··· Dataset records

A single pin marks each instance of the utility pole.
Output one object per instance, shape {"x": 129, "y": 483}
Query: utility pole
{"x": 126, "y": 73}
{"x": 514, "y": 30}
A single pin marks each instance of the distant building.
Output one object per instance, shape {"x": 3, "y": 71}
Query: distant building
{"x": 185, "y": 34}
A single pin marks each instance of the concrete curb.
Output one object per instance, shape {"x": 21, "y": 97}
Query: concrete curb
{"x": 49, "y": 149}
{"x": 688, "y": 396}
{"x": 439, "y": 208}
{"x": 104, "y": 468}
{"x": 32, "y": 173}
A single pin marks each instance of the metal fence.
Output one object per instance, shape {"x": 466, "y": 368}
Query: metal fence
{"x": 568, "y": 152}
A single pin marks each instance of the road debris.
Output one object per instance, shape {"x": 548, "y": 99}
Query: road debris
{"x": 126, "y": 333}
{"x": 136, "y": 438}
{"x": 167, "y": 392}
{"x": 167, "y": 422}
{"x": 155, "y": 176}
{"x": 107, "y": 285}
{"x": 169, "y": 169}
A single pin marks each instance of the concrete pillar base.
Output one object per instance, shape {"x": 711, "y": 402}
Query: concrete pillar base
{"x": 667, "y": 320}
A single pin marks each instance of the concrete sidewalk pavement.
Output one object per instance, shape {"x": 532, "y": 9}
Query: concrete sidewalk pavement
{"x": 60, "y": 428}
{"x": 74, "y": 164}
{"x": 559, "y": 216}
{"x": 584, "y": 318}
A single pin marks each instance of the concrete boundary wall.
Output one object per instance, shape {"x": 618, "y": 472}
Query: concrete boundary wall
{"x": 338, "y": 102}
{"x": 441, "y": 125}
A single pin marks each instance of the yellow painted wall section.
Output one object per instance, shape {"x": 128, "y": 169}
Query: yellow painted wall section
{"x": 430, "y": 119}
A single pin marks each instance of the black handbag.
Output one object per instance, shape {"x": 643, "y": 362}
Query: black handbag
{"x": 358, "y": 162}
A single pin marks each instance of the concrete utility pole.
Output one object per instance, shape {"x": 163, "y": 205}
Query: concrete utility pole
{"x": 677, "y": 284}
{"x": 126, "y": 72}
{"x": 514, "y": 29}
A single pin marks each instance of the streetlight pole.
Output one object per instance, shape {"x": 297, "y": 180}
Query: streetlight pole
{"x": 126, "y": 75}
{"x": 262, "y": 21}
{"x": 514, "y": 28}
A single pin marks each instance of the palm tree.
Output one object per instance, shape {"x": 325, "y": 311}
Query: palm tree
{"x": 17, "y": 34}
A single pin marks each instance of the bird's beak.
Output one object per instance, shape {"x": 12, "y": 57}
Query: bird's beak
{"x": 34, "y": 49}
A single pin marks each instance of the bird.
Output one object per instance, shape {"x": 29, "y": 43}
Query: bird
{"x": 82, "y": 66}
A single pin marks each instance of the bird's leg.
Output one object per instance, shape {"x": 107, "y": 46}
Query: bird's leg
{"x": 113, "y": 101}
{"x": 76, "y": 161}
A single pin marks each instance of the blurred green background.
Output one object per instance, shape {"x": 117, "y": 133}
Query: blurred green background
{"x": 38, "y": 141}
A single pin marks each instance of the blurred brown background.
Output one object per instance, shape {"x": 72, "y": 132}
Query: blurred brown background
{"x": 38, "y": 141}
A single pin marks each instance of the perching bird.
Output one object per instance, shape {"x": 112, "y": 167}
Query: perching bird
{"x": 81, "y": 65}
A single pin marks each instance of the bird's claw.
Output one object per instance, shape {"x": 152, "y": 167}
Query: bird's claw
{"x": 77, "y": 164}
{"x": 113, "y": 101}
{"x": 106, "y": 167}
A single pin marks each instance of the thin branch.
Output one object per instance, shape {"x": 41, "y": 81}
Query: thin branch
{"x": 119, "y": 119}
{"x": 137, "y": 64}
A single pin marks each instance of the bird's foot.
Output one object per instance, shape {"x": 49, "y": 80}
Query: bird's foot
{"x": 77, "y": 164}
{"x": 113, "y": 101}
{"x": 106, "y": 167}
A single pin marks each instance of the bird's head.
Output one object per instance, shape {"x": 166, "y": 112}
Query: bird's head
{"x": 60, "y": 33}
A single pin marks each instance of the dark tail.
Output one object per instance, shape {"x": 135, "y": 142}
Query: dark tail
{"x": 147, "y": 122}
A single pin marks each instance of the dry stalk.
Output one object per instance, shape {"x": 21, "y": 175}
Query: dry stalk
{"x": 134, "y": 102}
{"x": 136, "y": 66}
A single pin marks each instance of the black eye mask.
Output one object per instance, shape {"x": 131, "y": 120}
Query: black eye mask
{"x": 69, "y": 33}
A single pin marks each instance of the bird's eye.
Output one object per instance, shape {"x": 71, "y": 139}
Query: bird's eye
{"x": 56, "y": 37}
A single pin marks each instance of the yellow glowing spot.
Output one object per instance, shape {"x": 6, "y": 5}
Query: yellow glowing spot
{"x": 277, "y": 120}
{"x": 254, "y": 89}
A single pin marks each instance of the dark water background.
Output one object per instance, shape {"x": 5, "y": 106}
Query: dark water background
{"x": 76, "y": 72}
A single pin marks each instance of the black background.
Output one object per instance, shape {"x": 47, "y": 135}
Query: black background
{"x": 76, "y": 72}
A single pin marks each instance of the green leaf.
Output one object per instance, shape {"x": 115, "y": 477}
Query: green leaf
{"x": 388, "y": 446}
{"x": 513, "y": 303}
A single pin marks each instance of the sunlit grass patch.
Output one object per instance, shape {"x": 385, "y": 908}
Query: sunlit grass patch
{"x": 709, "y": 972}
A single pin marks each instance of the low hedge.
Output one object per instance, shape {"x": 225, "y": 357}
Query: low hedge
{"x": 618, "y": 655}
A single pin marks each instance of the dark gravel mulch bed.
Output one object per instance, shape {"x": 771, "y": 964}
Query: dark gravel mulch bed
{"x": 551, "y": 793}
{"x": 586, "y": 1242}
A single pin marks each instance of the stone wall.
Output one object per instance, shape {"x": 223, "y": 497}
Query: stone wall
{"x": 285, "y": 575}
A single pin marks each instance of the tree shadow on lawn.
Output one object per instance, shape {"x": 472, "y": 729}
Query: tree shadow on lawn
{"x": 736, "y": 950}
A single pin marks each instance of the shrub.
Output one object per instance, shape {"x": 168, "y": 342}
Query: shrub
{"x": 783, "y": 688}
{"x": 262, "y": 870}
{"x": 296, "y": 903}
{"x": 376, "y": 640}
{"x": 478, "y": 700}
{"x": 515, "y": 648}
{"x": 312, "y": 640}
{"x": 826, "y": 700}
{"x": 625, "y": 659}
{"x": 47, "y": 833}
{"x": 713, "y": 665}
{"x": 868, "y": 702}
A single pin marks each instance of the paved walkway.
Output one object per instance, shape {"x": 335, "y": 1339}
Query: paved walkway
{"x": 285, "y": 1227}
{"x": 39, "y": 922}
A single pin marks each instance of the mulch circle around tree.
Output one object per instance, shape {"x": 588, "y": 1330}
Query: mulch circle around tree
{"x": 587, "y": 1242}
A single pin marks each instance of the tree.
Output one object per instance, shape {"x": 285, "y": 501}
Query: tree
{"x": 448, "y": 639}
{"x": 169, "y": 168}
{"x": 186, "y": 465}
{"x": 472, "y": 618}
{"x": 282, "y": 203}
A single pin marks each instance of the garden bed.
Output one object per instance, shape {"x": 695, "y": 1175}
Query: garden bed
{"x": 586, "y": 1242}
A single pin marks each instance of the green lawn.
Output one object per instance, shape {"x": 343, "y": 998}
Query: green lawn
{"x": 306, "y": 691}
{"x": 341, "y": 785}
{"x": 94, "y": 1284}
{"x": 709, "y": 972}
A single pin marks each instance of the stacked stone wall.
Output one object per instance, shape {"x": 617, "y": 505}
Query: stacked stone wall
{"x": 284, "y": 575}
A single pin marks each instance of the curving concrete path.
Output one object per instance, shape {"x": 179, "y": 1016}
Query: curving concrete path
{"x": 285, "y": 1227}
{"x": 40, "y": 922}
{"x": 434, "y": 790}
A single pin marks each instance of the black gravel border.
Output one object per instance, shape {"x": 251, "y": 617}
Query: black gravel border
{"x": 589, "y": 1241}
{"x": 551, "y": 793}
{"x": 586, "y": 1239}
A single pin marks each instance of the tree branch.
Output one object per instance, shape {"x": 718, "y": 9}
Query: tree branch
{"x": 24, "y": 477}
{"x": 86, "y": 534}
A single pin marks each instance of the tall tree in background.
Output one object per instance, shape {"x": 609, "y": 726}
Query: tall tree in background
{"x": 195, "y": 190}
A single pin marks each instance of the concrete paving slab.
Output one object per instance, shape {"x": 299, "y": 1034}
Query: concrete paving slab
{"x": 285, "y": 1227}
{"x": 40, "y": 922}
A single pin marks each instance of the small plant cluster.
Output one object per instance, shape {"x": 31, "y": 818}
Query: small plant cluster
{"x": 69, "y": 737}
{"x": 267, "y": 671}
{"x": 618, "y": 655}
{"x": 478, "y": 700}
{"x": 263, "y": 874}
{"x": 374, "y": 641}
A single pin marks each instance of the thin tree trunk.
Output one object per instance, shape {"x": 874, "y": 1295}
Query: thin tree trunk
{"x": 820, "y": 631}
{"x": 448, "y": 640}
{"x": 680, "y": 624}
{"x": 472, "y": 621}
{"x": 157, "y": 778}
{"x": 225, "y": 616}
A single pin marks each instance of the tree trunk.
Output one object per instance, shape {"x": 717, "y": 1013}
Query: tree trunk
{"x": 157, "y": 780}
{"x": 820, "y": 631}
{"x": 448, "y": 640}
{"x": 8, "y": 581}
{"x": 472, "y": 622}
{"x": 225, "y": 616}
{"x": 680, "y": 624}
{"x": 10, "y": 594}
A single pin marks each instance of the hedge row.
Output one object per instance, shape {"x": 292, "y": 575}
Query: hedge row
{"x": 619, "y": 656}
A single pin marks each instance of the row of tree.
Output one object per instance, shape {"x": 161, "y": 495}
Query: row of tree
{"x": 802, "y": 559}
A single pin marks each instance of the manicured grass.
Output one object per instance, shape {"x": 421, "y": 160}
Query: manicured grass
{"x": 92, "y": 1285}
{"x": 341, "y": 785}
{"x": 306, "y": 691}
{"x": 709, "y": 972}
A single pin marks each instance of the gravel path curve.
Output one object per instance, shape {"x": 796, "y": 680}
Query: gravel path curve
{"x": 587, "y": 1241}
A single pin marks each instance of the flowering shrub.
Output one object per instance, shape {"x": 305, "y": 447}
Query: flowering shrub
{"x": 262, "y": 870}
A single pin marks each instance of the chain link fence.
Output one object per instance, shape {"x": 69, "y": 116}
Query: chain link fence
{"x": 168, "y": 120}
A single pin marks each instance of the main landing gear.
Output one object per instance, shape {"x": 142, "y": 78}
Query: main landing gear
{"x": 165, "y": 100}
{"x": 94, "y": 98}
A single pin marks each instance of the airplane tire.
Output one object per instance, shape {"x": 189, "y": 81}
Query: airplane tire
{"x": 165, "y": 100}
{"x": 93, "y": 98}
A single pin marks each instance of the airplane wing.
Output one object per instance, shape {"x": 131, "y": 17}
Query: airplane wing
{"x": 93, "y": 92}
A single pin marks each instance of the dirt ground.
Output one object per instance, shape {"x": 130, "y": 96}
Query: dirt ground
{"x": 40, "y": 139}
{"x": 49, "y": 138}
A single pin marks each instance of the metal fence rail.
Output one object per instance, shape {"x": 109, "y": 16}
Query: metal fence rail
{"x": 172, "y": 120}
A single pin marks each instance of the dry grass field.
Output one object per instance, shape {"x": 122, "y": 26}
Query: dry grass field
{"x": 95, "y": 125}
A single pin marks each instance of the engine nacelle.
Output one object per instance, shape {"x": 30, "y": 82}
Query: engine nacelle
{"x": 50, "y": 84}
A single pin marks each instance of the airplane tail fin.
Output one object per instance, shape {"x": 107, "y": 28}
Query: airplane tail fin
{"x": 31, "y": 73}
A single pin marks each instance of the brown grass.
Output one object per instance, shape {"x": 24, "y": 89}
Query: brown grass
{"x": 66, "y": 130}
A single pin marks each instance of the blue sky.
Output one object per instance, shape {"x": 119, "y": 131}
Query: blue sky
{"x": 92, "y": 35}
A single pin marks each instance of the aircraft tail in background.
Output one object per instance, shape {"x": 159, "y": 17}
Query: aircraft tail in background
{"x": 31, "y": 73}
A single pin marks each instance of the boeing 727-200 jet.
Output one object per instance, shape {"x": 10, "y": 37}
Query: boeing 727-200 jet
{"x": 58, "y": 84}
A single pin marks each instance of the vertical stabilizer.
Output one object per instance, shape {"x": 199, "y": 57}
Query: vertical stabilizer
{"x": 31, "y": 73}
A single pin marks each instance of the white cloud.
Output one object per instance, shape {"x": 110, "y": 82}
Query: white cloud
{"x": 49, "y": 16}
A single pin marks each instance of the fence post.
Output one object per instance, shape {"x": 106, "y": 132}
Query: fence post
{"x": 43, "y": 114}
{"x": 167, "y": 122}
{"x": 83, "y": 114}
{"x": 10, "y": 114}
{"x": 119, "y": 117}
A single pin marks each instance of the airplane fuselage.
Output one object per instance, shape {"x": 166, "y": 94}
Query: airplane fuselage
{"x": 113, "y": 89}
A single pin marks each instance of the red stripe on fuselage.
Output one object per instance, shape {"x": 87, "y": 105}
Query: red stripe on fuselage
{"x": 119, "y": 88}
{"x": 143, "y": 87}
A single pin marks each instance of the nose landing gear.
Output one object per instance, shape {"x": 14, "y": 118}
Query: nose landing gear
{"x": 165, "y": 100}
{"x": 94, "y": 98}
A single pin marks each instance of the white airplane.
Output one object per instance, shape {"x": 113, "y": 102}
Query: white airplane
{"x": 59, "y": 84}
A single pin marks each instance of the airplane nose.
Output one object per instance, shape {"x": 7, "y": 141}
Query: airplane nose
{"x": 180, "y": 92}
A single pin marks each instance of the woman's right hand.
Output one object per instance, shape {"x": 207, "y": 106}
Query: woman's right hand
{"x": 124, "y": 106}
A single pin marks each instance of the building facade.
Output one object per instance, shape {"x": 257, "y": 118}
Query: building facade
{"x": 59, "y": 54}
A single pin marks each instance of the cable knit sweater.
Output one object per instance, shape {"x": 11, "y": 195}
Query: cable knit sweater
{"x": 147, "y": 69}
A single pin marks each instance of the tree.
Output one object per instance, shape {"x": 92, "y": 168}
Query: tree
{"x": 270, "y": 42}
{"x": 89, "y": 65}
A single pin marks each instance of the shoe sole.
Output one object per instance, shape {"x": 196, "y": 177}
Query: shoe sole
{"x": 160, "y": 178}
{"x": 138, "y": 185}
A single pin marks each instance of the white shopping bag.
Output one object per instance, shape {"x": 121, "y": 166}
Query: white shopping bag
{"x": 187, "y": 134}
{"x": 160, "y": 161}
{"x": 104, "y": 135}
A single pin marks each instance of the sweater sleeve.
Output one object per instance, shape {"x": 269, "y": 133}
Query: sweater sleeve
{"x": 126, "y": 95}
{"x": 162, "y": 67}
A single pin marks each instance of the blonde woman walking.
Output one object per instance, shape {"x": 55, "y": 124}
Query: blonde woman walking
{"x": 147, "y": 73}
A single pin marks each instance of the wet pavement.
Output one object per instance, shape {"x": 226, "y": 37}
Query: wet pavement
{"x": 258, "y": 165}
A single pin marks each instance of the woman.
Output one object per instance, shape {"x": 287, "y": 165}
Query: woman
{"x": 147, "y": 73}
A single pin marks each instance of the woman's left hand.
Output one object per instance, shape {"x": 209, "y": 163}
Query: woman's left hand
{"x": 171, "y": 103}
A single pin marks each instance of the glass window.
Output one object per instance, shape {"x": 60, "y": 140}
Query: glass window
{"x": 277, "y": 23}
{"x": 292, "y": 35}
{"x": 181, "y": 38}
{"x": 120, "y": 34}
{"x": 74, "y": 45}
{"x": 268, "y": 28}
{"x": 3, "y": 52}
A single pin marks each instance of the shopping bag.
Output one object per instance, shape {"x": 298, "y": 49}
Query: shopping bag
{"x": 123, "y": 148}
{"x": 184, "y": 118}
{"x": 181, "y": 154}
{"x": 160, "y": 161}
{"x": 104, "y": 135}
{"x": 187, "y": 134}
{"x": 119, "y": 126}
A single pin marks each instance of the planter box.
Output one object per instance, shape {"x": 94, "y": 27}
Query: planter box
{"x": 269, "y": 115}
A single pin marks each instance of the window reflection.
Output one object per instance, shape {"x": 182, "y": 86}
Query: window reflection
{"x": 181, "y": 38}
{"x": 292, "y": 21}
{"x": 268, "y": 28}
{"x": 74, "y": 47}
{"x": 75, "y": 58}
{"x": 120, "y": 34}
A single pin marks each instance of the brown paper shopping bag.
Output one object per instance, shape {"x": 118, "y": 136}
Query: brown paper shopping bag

······

[Aim of the task]: Copy out every line from the one containing "A single pin marks each instance of the shoe" to the end of the material, both ends included.

[Result of the exercise]:
A single pin marks each instance of the shoe sole.
Output one object per instance, shape {"x": 196, "y": 177}
Query: shoe sole
{"x": 160, "y": 178}
{"x": 138, "y": 185}
A single pin marks each instance of the white shopping bag.
Output one object per instance, shape {"x": 121, "y": 166}
Query: white shopping bag
{"x": 187, "y": 134}
{"x": 160, "y": 161}
{"x": 104, "y": 135}
A single pin marks each instance of the sweater sleeve.
Output one object per instance, shape {"x": 269, "y": 133}
Query: sweater sleeve
{"x": 126, "y": 95}
{"x": 162, "y": 67}
A single pin marks each instance of the blonde woman walking.
Output one object per instance, shape {"x": 55, "y": 124}
Query: blonde woman walking
{"x": 147, "y": 73}
A single pin marks each instance of the wet pavement.
Output one object per instance, shape {"x": 226, "y": 37}
Query: wet pavement
{"x": 258, "y": 165}
A single pin marks each instance of the woman.
Output one object per instance, shape {"x": 287, "y": 165}
Query: woman
{"x": 147, "y": 73}
A single pin marks each instance of the woman's left hand.
Output one object per instance, shape {"x": 209, "y": 163}
Query: woman's left hand
{"x": 171, "y": 103}
A single pin marks each instance of the glass window.
Output one object per instance, shape {"x": 60, "y": 140}
Query: glass window
{"x": 277, "y": 23}
{"x": 292, "y": 35}
{"x": 181, "y": 38}
{"x": 120, "y": 34}
{"x": 74, "y": 45}
{"x": 268, "y": 28}
{"x": 3, "y": 52}
A single pin marks each instance of the shopping bag.
Output one object per instance, shape {"x": 298, "y": 49}
Query: shopping bag
{"x": 123, "y": 148}
{"x": 184, "y": 118}
{"x": 181, "y": 154}
{"x": 160, "y": 161}
{"x": 104, "y": 135}
{"x": 187, "y": 134}
{"x": 119, "y": 126}
A single pin marks each instance of the planter box.
Output one object per instance, shape {"x": 94, "y": 27}
Query: planter box
{"x": 269, "y": 115}
A single pin marks each instance of the window reflection.
Output one object per instance, shape {"x": 182, "y": 86}
Query: window reflection
{"x": 181, "y": 38}
{"x": 292, "y": 21}
{"x": 268, "y": 28}
{"x": 74, "y": 47}
{"x": 75, "y": 58}
{"x": 120, "y": 34}
A single pin marks each instance of the brown paper shopping bag.
Output one object per instance, shape {"x": 118, "y": 136}
Query: brown paper shopping bag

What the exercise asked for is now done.